Testo fornito ▸
+---+
Le  associazioni AISF e CFU (Comitato Fibromialgici Uniti) Italia, con il sostegno di SIR (Società Italiana di Reumatologia), AISD (Associazione Italiana per lo Studio del Dolore) e CReI (Collegio Reumatologi Italiani), avevano inviato la richiesta di inserimento nei LEA il 12 ottobre scorso insieme ad un Consensus Document e una proposta di PDTA (Percorso Diagnostico Terapeutico Assistito) direttamente alla presidenza della Commissione LEA (Livelli essenziali di Assistenza) e avevano presentato la stessa documentazione in udienza in XII Commissione alla Camera. Il documento medico-scientifico di condivisione degli intenti era stato redatto da alcuni opinion leader nazionali sulla fibromialgia.
+---+
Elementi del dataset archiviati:
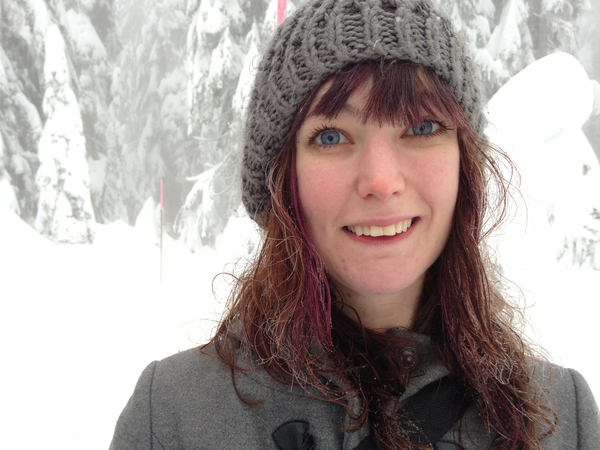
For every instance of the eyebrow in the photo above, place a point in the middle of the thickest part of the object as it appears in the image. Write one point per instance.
(346, 109)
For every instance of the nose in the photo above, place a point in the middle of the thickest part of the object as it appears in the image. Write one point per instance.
(380, 170)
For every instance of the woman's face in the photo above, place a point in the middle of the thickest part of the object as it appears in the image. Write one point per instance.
(361, 184)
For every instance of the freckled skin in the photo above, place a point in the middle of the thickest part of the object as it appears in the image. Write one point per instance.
(374, 175)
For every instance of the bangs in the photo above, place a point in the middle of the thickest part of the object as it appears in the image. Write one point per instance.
(400, 93)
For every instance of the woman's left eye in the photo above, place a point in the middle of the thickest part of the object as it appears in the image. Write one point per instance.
(330, 137)
(426, 128)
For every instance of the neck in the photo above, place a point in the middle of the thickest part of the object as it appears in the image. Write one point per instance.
(380, 312)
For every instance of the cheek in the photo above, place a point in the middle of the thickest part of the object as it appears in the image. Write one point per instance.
(320, 189)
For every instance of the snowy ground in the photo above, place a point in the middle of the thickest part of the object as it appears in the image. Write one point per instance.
(79, 323)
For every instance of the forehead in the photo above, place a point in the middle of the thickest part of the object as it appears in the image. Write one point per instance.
(392, 93)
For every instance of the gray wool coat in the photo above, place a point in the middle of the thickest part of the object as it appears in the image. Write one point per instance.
(187, 401)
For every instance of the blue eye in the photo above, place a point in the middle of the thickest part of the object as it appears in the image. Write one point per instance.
(427, 127)
(329, 137)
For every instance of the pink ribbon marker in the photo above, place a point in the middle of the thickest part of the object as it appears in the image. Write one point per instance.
(281, 7)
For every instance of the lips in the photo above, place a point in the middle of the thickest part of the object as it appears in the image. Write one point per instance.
(374, 231)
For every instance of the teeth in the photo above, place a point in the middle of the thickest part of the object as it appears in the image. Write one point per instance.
(390, 230)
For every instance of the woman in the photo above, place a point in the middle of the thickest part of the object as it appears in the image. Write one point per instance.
(370, 318)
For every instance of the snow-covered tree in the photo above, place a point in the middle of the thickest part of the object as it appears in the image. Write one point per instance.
(511, 42)
(65, 211)
(147, 134)
(224, 42)
(8, 199)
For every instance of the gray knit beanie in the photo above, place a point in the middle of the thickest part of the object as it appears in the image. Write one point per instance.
(321, 38)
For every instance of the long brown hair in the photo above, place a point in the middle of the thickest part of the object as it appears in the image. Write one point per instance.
(288, 316)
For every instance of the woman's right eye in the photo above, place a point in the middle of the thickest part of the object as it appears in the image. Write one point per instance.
(330, 137)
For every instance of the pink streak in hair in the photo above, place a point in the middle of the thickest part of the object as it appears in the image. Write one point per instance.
(317, 284)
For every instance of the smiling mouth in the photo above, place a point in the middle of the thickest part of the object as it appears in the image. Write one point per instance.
(390, 230)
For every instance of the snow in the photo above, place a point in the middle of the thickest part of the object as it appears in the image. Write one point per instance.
(84, 36)
(537, 117)
(560, 172)
(78, 323)
(64, 207)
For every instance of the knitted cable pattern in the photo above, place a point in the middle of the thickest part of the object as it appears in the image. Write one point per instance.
(320, 39)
+---+
Cosa fare ▸
Stabilisci se ciascuna affermazione concorda con il testo sulla richiesta di inserimento nei LEA, rispondendo sì o no e citando fra virgolette le parole decisive del testo.
1. La richiesta di inserimento nei LEA era stata inviata il 12 ottobre.
2. Il documento medico-scientifico di condivisione degli intenti era stato redatto dalla Commissione LEA.
3. La documentazione era stata presentata in udienza in XII Commissione al Senato.

Risposta ▸
1. Sì: «avevano inviato la richiesta di inserimento nei LEA il 12 ottobre scorso».
2. No: «era stato redatto da alcuni opinion leader nazionali sulla fibromialgia».
3. No: «avevano presentato la stessa documentazione in udienza in XII Commissione alla Camera».